- **Task**
Word for word, copy every line of the data.

- **Raw data**

---------------

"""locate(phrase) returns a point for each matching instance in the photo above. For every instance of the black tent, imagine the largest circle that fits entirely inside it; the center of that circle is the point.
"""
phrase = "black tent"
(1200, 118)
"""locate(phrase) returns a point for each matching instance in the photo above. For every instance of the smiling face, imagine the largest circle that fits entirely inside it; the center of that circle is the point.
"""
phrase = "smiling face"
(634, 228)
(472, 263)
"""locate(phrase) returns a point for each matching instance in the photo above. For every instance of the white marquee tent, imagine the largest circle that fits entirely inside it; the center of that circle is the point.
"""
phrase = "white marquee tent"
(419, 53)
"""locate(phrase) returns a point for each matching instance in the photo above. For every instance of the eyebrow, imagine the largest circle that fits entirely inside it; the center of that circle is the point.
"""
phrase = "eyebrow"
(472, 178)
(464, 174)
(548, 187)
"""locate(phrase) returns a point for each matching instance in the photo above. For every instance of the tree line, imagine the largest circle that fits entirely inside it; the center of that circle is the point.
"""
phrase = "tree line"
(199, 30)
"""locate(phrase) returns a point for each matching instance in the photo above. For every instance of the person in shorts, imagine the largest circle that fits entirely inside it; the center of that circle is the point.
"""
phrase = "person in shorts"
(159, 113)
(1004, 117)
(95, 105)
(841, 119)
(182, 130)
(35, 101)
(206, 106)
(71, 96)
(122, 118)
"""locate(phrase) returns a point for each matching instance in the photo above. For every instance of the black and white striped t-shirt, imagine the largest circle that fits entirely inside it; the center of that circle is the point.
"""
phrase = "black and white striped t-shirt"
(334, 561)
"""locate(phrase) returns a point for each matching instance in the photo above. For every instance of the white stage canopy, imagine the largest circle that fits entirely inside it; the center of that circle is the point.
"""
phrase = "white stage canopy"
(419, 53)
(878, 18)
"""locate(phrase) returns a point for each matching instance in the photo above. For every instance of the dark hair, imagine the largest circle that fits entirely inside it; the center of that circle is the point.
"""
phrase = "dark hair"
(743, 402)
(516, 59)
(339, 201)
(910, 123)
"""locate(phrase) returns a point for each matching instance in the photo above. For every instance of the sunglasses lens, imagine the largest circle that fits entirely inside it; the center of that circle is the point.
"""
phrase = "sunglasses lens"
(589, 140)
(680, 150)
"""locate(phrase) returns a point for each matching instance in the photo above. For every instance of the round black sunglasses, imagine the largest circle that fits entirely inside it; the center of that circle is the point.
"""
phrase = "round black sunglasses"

---------------

- **Your solution**
"""locate(phrase) returns a point for each matching instance in the photo above. For every instance of the black tent, imagine the largest circle that fits entirely inside it; the center of that circle is the point.
"""
phrase = "black tent"
(1200, 118)
"""locate(phrase) returns a point for each matching instance in the photo above. For every instance of the smiling face, imagine the largest circle that fits entirely inside it; the center of that circle is the point.
"""
phrase = "smiling face"
(634, 228)
(472, 263)
"""locate(phrase) returns a point for each matching instance in the photo above. For every instance of the white marquee tent, imagine the largest circle that fits entirely inside it; the center of that circle is the point.
"""
phrase = "white marquee tent"
(419, 53)
"""locate(phrase) returns a point for each matching instance in the photo above. For every instance of the eyebrow, imagine the largest circle that fits entirely inside it; the center of that circle is the point.
"""
phrase = "eyebrow"
(472, 178)
(464, 174)
(548, 187)
"""locate(phrase) returns a point for each matching instance in the photo above. For every instance of the tree line, imagine the largest circle that fits entirely inside it; the center of that circle is the point.
"""
phrase = "tree line"
(199, 30)
"""locate(phrase) returns a point for each matching instance in the photo above. For every instance of the person in shorts, imagine the largest circle that fits entirely inside it; the center of that circle is the point.
"""
phrase = "person in shorts"
(159, 113)
(1004, 117)
(95, 105)
(841, 119)
(182, 130)
(35, 101)
(206, 106)
(71, 96)
(122, 118)
"""locate(phrase) returns a point for each matching instance in the photo above. For every instance of the black and white striped t-shirt, imagine the largest circle that fits entirely inside it; the center of that circle is the point.
"""
phrase = "black and white striped t-shirt"
(334, 561)
"""locate(phrase) returns a point for each matching instance in the photo above. For every instance of the white stage canopy, imagine the largest circle that fits entirely inside it; the center of that circle is the point.
"""
phrase = "white stage canopy"
(419, 53)
(878, 18)
"""locate(phrase) returns a point for each matching instance in the photo above. For every instance of the dark hair, imagine the largest circle that fits entirely inside it; the center of that circle is the point.
"""
phrase = "dark hair"
(743, 402)
(516, 59)
(339, 201)
(910, 123)
"""locate(phrase) returns a point for each matching instance in the photo above. For every instance of the sunglasses lens, imagine the largest circle that fits entirely inside it; the center of that circle is the point.
"""
phrase = "sunglasses lens"
(589, 140)
(680, 150)
"""locate(phrase) returns a point for each matching instance in the photo above. For every instance of the round black sunglasses, imagine the largest circle that fits entirely inside it; the center of that circle is the point.
"""
phrase = "round black sunglasses"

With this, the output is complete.